• EXERCISE REQUIREMENTS:
a - Answer these questions from the trade mark opposition decision:
(i) Who was the delegate?
(ii) What filing date is given for the application?
(iii) Under which section was the ground found to be established?
b - List every short name that the trade mark opposition decision defines in quotation marks.
c - From the trade mark opposition decision, quote the passage that opens with the words containing "1. This decision" and closes with "1995 (Cth) (‘Regulations’).".

• SELECTED TEXT:

Opposition by AUDC Pty Ltd to registration of trade mark application number 2447913 (classes 9 and 42) –

Case

[2025] ATMO 199

22 September 2025


TRADE MARKS ACT 1995



DECISION OF A DELEGATE OF THE REGISTRAR OF TRADE MARKS WITH REASONS

Re:Opposition by AUDC Pty Ltd to registration of trade mark application number 2447913 (classes 9 and 42) – AudD – in the name of AudD LLC

Delegate:

Debrett Lyons

Representation:

Opponent: no representation

Applicant:  no representation

Decision:

2025 ATMO 199

Trade Marks Act 1995 (Cth) – opposition under section 52 – s 44 ground established – trade mark refused registration

Background

  1. This decision concerns an opposition by AUDC Pty Ltd (‘Opponent’) under s 52 of the Trade Marks Act 1995 (Cth)[1] to registration of a trade mark filed in the name of AudD LLC (‘Applicant’).   Details of the trade mark application are shown below:

    [1] Unless stated otherwise, each reference to a section or regulation is a reference to the Trade Marks Act 1995 (Cth) (‘Act’) or Trade Marks Regulations 1995 (Cth) (‘Regulations’).

Number:

2447913 (‘Application’)

Trade Mark:

AudD (‘Trade Mark’)

Filing Date:

 4 May 2024 (‘Relevant Date’)

• EXTRACTED MATERIAL:
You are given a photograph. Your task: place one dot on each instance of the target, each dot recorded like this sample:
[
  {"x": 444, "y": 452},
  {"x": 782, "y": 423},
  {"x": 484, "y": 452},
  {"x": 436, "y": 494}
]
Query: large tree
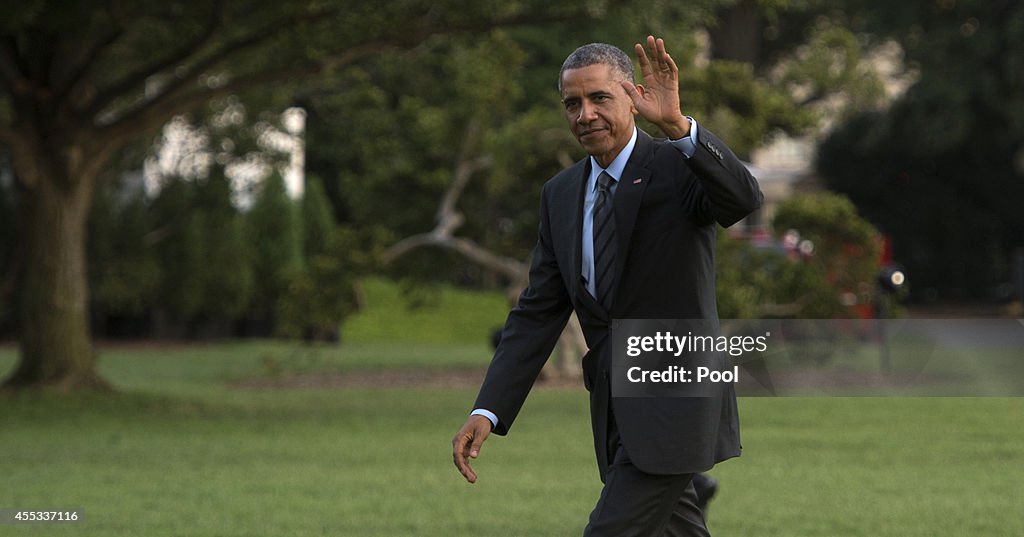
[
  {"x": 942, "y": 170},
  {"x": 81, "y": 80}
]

==

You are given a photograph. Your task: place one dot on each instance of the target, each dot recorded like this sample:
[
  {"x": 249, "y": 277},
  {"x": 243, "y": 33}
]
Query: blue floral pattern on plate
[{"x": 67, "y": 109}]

* * *

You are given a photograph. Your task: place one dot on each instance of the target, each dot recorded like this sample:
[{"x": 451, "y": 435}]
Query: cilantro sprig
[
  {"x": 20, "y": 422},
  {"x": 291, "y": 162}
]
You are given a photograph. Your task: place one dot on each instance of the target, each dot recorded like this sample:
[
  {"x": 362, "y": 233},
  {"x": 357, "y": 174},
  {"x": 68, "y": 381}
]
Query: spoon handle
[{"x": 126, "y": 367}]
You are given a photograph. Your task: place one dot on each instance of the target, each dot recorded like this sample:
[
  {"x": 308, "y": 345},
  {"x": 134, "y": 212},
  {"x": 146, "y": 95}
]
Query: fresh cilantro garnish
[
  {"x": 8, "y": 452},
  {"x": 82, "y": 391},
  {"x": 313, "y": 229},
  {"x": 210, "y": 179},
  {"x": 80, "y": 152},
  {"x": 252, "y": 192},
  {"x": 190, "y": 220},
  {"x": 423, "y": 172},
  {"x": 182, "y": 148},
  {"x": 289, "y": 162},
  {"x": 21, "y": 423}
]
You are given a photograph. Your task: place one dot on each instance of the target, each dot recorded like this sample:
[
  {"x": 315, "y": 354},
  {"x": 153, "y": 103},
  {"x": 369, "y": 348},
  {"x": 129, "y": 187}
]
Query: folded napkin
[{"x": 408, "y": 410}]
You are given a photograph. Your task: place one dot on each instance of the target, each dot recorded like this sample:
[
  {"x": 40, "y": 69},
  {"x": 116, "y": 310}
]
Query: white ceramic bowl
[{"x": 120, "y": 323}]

• RESULTS BY TASK:
a -
(i) Debrett Lyons
(ii) 4 May 2024
(iii) Section 44

b - Opponent, Applicant, Act, Regulations, Application, Trade Mark, Relevant Date

c -
1. This decision concerns an opposition by AUDC Pty Ltd (‘Opponent’) under s 52 of the Trade Marks Act 1995 (Cth)[1] to registration of a trade mark filed in the name of AudD LLC (‘Applicant’).   Details of the trade mark application are shown below:

    [1] Unless stated otherwise, each reference to a section or regulation is a reference to the Trade Marks Act 1995 (Cth) (‘Act’) or Trade Marks Regulations 1995 (Cth) (‘Regulations’).